▸ Task goal:
Gather every line of the material below that contains the string "city".

--- Data for processing ---

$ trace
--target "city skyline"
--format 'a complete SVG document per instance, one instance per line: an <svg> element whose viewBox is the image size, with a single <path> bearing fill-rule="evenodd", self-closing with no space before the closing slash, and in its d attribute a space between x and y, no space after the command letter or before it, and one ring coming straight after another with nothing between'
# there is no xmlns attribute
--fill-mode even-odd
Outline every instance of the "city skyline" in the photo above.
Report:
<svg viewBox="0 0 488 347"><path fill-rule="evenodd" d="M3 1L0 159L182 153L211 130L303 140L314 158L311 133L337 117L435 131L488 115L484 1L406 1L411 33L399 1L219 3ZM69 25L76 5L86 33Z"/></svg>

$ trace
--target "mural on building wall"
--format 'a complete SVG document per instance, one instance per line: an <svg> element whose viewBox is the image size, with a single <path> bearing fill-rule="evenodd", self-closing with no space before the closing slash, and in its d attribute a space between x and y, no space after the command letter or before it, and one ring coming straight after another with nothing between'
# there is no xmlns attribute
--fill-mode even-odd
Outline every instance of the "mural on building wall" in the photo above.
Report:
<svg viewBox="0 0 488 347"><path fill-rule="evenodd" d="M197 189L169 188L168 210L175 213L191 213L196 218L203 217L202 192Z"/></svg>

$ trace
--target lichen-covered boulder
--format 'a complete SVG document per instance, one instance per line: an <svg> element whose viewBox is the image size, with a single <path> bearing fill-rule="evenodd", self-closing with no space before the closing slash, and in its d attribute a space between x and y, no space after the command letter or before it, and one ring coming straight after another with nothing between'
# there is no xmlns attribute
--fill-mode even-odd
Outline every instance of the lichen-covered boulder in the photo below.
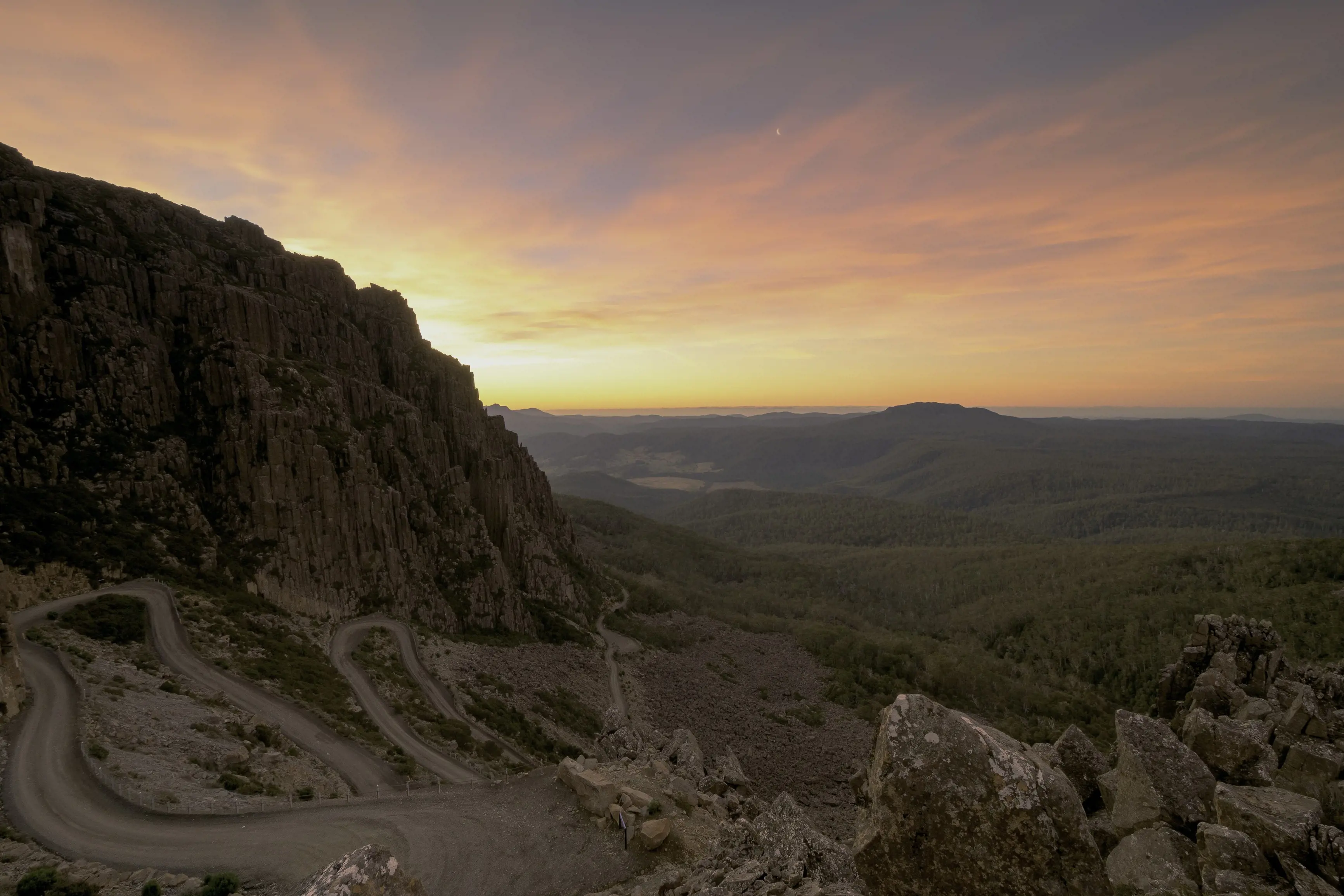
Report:
<svg viewBox="0 0 1344 896"><path fill-rule="evenodd" d="M1321 799L1325 786L1340 776L1344 754L1314 737L1275 737L1275 747L1279 739L1288 742L1288 748L1284 751L1284 764L1274 776L1274 786Z"/></svg>
<svg viewBox="0 0 1344 896"><path fill-rule="evenodd" d="M569 785L578 795L579 805L594 815L603 814L617 799L618 791L610 778L595 768L585 768L573 759L563 759L555 776Z"/></svg>
<svg viewBox="0 0 1344 896"><path fill-rule="evenodd" d="M1078 725L1068 725L1059 735L1055 756L1059 759L1059 770L1068 776L1068 783L1085 803L1097 794L1097 778L1110 770L1106 756Z"/></svg>
<svg viewBox="0 0 1344 896"><path fill-rule="evenodd" d="M927 697L882 711L860 791L855 864L874 896L1110 892L1068 779Z"/></svg>
<svg viewBox="0 0 1344 896"><path fill-rule="evenodd" d="M341 856L298 888L301 896L425 896L387 846L368 844Z"/></svg>
<svg viewBox="0 0 1344 896"><path fill-rule="evenodd" d="M1297 896L1340 896L1340 891L1313 875L1296 858L1279 856L1278 861L1284 866L1284 873L1289 876L1293 887L1297 888Z"/></svg>
<svg viewBox="0 0 1344 896"><path fill-rule="evenodd" d="M1255 841L1239 830L1204 822L1195 836L1199 879L1206 893L1258 893L1274 885Z"/></svg>
<svg viewBox="0 0 1344 896"><path fill-rule="evenodd" d="M1316 873L1332 887L1344 877L1344 830L1332 825L1317 825L1312 832L1312 865Z"/></svg>
<svg viewBox="0 0 1344 896"><path fill-rule="evenodd" d="M789 794L775 797L754 827L755 854L777 880L797 885L804 877L818 884L855 879L849 850L813 827Z"/></svg>
<svg viewBox="0 0 1344 896"><path fill-rule="evenodd" d="M1126 896L1199 896L1195 844L1167 825L1136 830L1106 856L1106 877Z"/></svg>
<svg viewBox="0 0 1344 896"><path fill-rule="evenodd" d="M704 752L696 743L695 735L685 728L677 728L672 732L672 739L663 747L660 756L668 764L675 766L679 775L692 782L704 778Z"/></svg>
<svg viewBox="0 0 1344 896"><path fill-rule="evenodd" d="M1305 858L1312 832L1321 823L1321 805L1278 787L1218 785L1218 823L1239 830L1265 854Z"/></svg>
<svg viewBox="0 0 1344 896"><path fill-rule="evenodd" d="M1161 719L1116 711L1111 819L1121 834L1157 822L1193 833L1214 818L1214 775Z"/></svg>
<svg viewBox="0 0 1344 896"><path fill-rule="evenodd" d="M1273 725L1265 721L1215 719L1206 709L1185 716L1181 740L1222 779L1234 785L1267 787L1278 768L1269 746Z"/></svg>

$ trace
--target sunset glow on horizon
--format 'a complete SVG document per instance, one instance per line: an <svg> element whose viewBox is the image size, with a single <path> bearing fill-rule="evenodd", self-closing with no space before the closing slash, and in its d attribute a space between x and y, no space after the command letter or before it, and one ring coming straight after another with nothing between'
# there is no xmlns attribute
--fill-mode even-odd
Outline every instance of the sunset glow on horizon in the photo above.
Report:
<svg viewBox="0 0 1344 896"><path fill-rule="evenodd" d="M1344 5L0 0L0 142L513 407L1344 406Z"/></svg>

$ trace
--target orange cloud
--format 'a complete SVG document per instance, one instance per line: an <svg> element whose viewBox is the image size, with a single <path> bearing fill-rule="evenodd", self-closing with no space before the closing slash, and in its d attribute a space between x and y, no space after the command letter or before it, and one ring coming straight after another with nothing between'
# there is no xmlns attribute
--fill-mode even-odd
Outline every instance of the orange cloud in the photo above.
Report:
<svg viewBox="0 0 1344 896"><path fill-rule="evenodd" d="M675 140L668 109L625 114L620 79L581 89L499 23L388 70L415 21L394 8L362 39L284 7L0 5L0 140L403 290L487 400L1344 395L1332 9L1235 17L1077 83L948 103L875 83Z"/></svg>

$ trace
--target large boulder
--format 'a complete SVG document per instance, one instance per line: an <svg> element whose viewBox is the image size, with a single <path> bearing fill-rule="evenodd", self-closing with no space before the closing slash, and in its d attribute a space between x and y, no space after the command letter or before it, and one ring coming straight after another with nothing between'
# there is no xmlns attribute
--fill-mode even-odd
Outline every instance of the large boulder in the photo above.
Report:
<svg viewBox="0 0 1344 896"><path fill-rule="evenodd" d="M1296 858L1279 856L1278 861L1284 866L1284 873L1288 875L1289 880L1293 881L1293 887L1297 888L1297 896L1340 896L1340 891L1313 875Z"/></svg>
<svg viewBox="0 0 1344 896"><path fill-rule="evenodd" d="M653 852L661 846L664 841L667 841L671 833L671 818L655 818L640 825L638 830L634 832L634 837L630 838L630 842L640 849Z"/></svg>
<svg viewBox="0 0 1344 896"><path fill-rule="evenodd" d="M1193 833L1214 818L1214 775L1165 721L1118 709L1116 746L1107 805L1121 834L1157 822Z"/></svg>
<svg viewBox="0 0 1344 896"><path fill-rule="evenodd" d="M304 881L301 896L425 896L387 846L368 844L341 856Z"/></svg>
<svg viewBox="0 0 1344 896"><path fill-rule="evenodd" d="M1220 653L1218 657L1227 657L1230 654ZM1215 660L1218 658L1215 657ZM1185 705L1189 708L1207 709L1215 716L1230 716L1234 715L1242 705L1250 700L1245 690L1234 685L1224 672L1227 666L1222 669L1210 666L1199 677L1195 678L1195 685L1191 688L1189 693L1185 695ZM1235 672L1232 672L1235 674Z"/></svg>
<svg viewBox="0 0 1344 896"><path fill-rule="evenodd" d="M1309 737L1329 736L1329 716L1310 685L1281 681L1274 686L1274 696L1284 705L1284 717L1279 719L1278 731ZM1289 696L1292 701L1289 701Z"/></svg>
<svg viewBox="0 0 1344 896"><path fill-rule="evenodd" d="M1192 709L1185 716L1181 740L1219 779L1267 787L1274 783L1278 767L1269 746L1271 729L1269 723L1215 719L1206 709Z"/></svg>
<svg viewBox="0 0 1344 896"><path fill-rule="evenodd" d="M1110 768L1106 756L1078 725L1068 725L1064 733L1059 735L1059 740L1055 742L1055 756L1059 770L1068 776L1068 783L1085 803L1097 794L1097 778Z"/></svg>
<svg viewBox="0 0 1344 896"><path fill-rule="evenodd" d="M751 783L747 778L747 772L742 771L742 763L738 762L737 754L732 752L732 747L722 756L715 756L710 772L726 785L734 787L745 787Z"/></svg>
<svg viewBox="0 0 1344 896"><path fill-rule="evenodd" d="M1312 865L1332 887L1344 879L1344 830L1317 825L1312 832Z"/></svg>
<svg viewBox="0 0 1344 896"><path fill-rule="evenodd" d="M689 780L698 782L704 778L704 752L696 743L695 735L685 728L672 732L672 739L659 754L668 764L675 767L676 774Z"/></svg>
<svg viewBox="0 0 1344 896"><path fill-rule="evenodd" d="M1321 805L1278 787L1218 785L1218 823L1239 830L1266 854L1304 858L1312 832L1321 823Z"/></svg>
<svg viewBox="0 0 1344 896"><path fill-rule="evenodd" d="M1207 774L1207 772L1206 772ZM882 711L860 783L855 862L874 896L1109 892L1068 779L921 695Z"/></svg>
<svg viewBox="0 0 1344 896"><path fill-rule="evenodd" d="M1136 830L1106 856L1106 877L1126 896L1199 896L1195 844L1167 825Z"/></svg>
<svg viewBox="0 0 1344 896"><path fill-rule="evenodd" d="M617 801L618 789L610 778L597 768L585 768L574 759L562 760L555 776L569 785L579 805L594 815L605 814L607 806Z"/></svg>
<svg viewBox="0 0 1344 896"><path fill-rule="evenodd" d="M1274 885L1265 853L1239 830L1204 822L1195 836L1199 879L1206 893L1263 892Z"/></svg>
<svg viewBox="0 0 1344 896"><path fill-rule="evenodd" d="M1344 754L1324 740L1314 737L1275 737L1288 742L1284 751L1284 764L1274 776L1274 786L1292 790L1312 799L1321 799L1325 786L1340 776L1344 768Z"/></svg>

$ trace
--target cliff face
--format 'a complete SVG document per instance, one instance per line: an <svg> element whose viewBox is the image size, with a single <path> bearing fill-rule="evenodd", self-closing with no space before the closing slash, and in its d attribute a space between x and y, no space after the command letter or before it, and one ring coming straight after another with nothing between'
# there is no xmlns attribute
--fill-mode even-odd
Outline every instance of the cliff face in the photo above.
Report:
<svg viewBox="0 0 1344 896"><path fill-rule="evenodd" d="M546 477L398 293L3 145L0 562L448 630L590 600Z"/></svg>

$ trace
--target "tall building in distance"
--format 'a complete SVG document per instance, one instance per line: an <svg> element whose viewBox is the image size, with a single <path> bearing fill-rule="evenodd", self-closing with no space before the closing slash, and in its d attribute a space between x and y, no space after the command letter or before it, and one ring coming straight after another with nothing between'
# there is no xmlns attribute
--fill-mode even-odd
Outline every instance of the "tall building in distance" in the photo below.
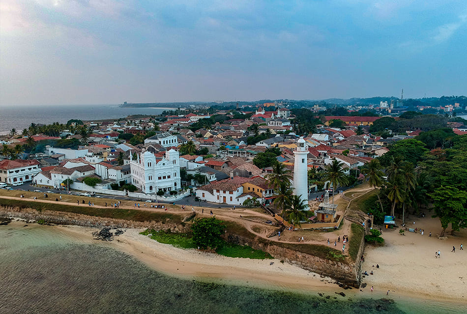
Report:
<svg viewBox="0 0 467 314"><path fill-rule="evenodd" d="M308 149L303 137L297 141L297 147L293 151L295 163L293 165L293 194L303 202L308 203L308 180L307 156Z"/></svg>

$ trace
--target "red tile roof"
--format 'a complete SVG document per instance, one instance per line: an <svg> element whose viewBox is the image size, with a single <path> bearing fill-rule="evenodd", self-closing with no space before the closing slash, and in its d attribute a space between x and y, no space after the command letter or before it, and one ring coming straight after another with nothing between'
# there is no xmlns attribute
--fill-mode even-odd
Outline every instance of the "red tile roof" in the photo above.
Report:
<svg viewBox="0 0 467 314"><path fill-rule="evenodd" d="M23 167L40 164L40 163L35 159L31 160L25 160L24 159L9 160L8 159L3 159L1 161L0 161L0 169L14 169L15 168L19 168Z"/></svg>

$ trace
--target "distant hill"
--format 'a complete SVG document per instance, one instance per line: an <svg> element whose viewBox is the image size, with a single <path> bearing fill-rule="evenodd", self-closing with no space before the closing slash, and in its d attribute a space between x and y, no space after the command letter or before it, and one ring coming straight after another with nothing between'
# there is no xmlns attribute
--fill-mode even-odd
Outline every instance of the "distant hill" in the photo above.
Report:
<svg viewBox="0 0 467 314"><path fill-rule="evenodd" d="M315 104L323 107L346 106L360 105L379 105L379 102L387 101L390 102L392 99L398 99L397 97L373 97L367 98L353 98L348 99L342 98L329 98L327 99L295 100L292 99L262 99L254 101L226 101L222 103L215 102L186 102L173 103L146 103L132 104L123 103L120 105L122 107L168 107L168 108L186 108L190 106L206 106L207 107L218 106L219 107L239 106L255 107L257 105L262 105L264 103L277 102L282 103L290 108L302 108L312 107ZM404 100L404 106L409 108L414 108L417 106L431 106L432 107L444 106L447 105L454 105L456 103L460 104L461 107L467 106L467 97L465 96L443 96L440 97L429 97L424 98L407 98Z"/></svg>

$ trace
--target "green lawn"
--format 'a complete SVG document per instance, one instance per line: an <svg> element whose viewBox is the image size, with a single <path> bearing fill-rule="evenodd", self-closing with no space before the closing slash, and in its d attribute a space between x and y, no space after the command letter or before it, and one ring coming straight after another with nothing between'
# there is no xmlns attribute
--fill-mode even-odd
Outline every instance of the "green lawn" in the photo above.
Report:
<svg viewBox="0 0 467 314"><path fill-rule="evenodd" d="M357 258L357 254L358 254L360 244L364 235L365 230L363 230L363 227L355 223L350 226L350 229L352 230L352 234L349 243L349 254L354 261Z"/></svg>
<svg viewBox="0 0 467 314"><path fill-rule="evenodd" d="M155 231L146 229L140 232L143 235L150 234L150 238L160 243L170 244L181 249L195 249L196 245L193 241L191 235L186 233L171 233L165 231ZM224 245L216 250L219 255L230 257L243 257L254 259L272 258L268 253L261 250L255 250L247 245L237 245L225 242Z"/></svg>

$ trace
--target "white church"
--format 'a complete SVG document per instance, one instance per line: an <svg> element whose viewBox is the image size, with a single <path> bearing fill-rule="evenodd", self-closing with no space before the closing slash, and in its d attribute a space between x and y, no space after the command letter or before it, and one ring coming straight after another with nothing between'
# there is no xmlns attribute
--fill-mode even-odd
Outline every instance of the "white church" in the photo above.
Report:
<svg viewBox="0 0 467 314"><path fill-rule="evenodd" d="M130 168L132 183L144 193L167 192L181 187L178 152L174 149L166 151L161 160L148 151L139 154L136 160L130 154Z"/></svg>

---

▸ Problem solution:
--target "city skyline"
Outline every instance of the "city skyline" in the photo above.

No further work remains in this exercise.